| Problem |
Go through the data and copy each line where the string "TARGET" appears.

| Record extracts |
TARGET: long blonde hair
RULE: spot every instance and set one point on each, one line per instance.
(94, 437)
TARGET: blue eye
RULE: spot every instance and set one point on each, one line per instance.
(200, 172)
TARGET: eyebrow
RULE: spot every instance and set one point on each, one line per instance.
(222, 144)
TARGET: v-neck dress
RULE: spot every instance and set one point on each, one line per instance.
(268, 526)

* * *

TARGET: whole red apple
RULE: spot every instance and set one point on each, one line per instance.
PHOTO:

| Result for this task |
TARGET: long blonde hair
TARGET: blue eye
TARGET: eyebrow
TARGET: v-neck dress
TARGET: whole red apple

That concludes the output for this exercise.